Given text: Begin

Retronauts - Retronauts Micro 054: Puzzle Bobble/Bust-A-Move
Episode Date: January 9, 2017Having survived the Bubble Bobble episode, Jeremy mops up the franchise with a look at its most popular (or at least most imitated) branch: The iconic color-match puzzler Bust-A-Move... more sensibly ...known as "Puzzle Bobble." Be sure to visit our blog at Retronauts.com, now updated daily! This show is an entirely independent and a self-sustaining concern for 2017. Please help support our livelihoods through Patreon!
Transcript
Discussion (0)
This week in Retronauts, come sit next to me, you fine fellow.
Last week we tackled the complex and confusing world of Bubble Bobble, which turned out to be so convoluted and extensive that we ran the entire episode without managing to spend any time on what is arguably the franchise's most important branch, the puzzle match game, puzzle bobble, or bust a move if you're nasty.
Where plenty of game developers imitated the general bubble-bubble concept and vibe back in the 80s and early 90s,
few of any of those games could be said to have been full-on clones.
Plus, for the most part, the bulk of those games came from Bubble Bobble Creator Taito anyway.
In a sense, Puzzle Bobble strikes me as less an offshoot of Bubble Bobble,
then it does a case of the company using one of their more popular brands to help sell a concept
they'd been picking away at for a few years.
You know, the time-honored question of how to swipe from Tetris.
Of course, Tetris had hit the games industry with seismic force,
and publishers generally responded one of two ways,
by asking, how can we license this?
Or else asking, how can we totally rip this off?
Taito was a bit of a small fry compared to second-wave Tetris licensers like Nintendo and Sega,
so they took the latter route.
In fact, the company developed several variants,
of the block-matching puzzle concept in the wake of Tetris' explosive success.
First, there was Flipple, also known as plotting,
which saw players take control of a squishy little guy
who kicked different cubes into a stack in an attempt to create matches.
A year later came Palamedes,
which would be shamelessly ripped off in turn by Data East for Magical Drop,
a game in which players ran back and forth firing blocks at the top of the screen
to make matches against an advancing wall of puzzle pieces.
You could argue that Taito, in turn, swiped this concept from,
Konami's Quarth, but then again, Quarath was basically an attempt to combine Tetris with Space Invaders and Space Invaders was a game that Taito created, so it seems a fair cop.
Puzzle-bobble then feels like a more elaborate evolution of Palamedes.
However, where the older game had you scurrying back and forth to fire blocks at a wall of boxes, very much like Space Invaders,
puzzle bobble rooted the player to a single fixed spot while presenting more elaborate constructs of pieces to clear away.
As the game's name suggests, puzzle-bobble was meant to connect to bubble-bobble, a puzzle variant, if you will,
in the sense that matching items of similar colors as a puzzle, which isn't really accurate,
but I'm afraid it's too late to do anything about this misnamed genre more than two decades later.
Though, in fairness, there is more of a puzzle element to puzzle-bobble than to most match three games.
Players control a small block launcher that sits in a fixed position at the center of the playfield's bottom edge.
You can't move laterally, as in Palamedes, but instead,
Instead, aim the launcher through nearly 180 degrees of motion, firing a colored piece in
almost any direction into the main playfield.
Your active block will stick to any advancing color block, it strikes in the playfield.

Given text: End
Material supplied: Begin

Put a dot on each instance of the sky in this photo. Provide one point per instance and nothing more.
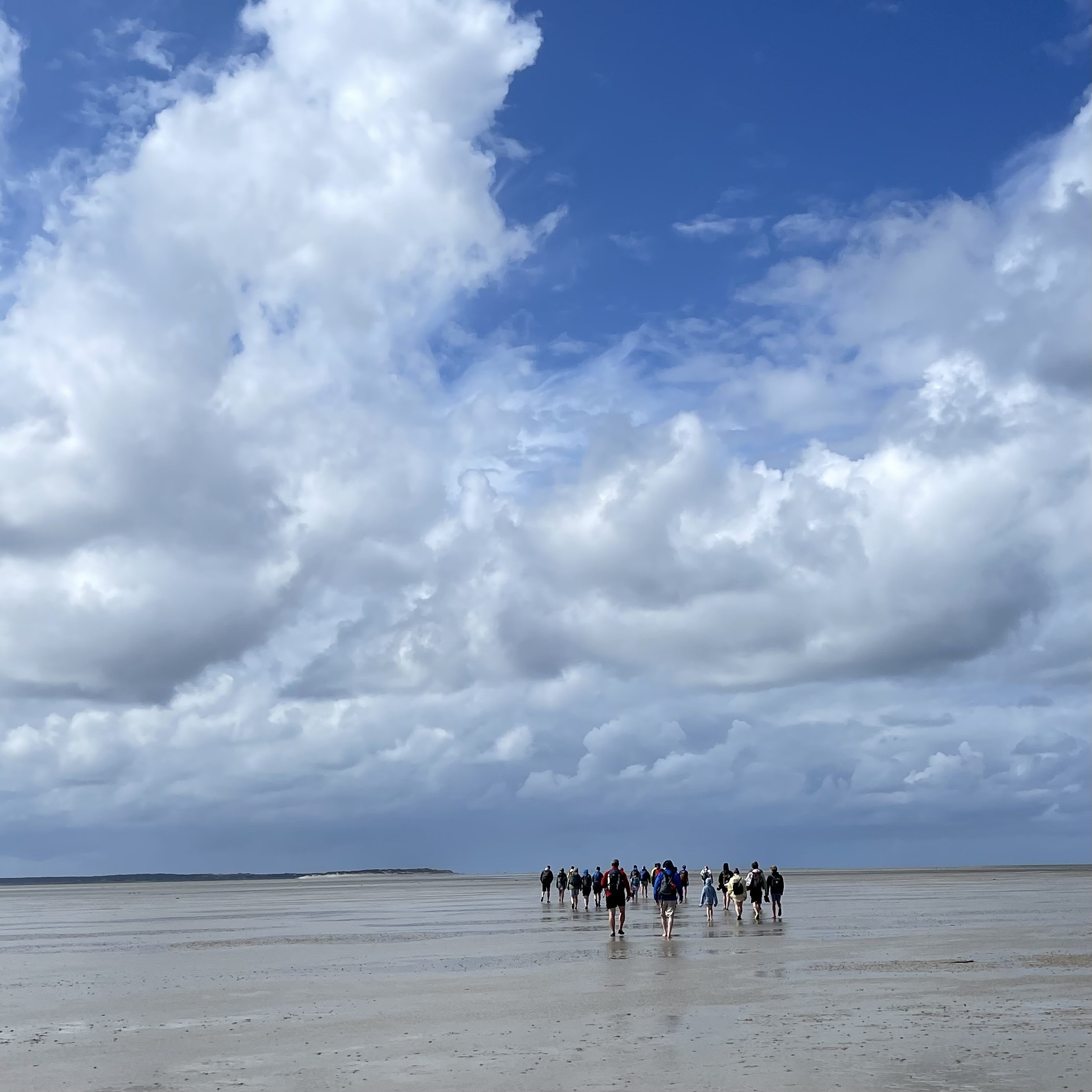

Material supplied: End
Material supplied: Begin

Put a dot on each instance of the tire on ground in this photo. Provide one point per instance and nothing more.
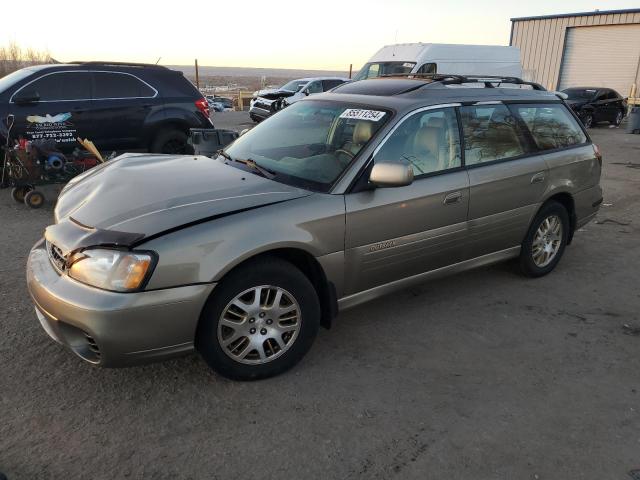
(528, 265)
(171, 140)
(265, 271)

Material supplied: End
Material supplied: Begin

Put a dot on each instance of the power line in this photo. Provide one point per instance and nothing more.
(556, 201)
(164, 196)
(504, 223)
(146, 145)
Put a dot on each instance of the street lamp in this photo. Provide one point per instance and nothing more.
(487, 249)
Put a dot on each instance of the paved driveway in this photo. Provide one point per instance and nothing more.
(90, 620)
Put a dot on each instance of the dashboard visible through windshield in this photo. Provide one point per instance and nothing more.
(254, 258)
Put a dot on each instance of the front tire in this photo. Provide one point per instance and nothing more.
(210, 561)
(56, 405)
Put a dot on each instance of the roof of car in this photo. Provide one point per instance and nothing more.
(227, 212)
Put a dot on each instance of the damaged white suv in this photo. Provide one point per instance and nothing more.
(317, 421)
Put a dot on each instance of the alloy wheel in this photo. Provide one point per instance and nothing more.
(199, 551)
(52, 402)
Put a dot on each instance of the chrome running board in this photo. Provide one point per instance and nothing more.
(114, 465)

Material supplied: End

Problems to solve »
**a)** List every game company named in the Puzzle Bobble episode page.
**b)** According to the Puzzle Bobble episode page, which Data East game ripped off Palamedes?
**c)** Reproduce the Puzzle Bobble episode page from "Where plenty of" up to and including "Creator Taito anyway.".

Per-task outputs »
**a)** Taito, Nintendo, Sega, Data East, Konami

**b)** Magical Drop

**c)**
Where plenty of game developers imitated the general bubble-bubble concept and vibe back in the 80s and early 90s,
few of any of those games could be said to have been full-on clones.
Plus, for the most part, the bulk of those games came from Bubble Bobble Creator Taito anyway.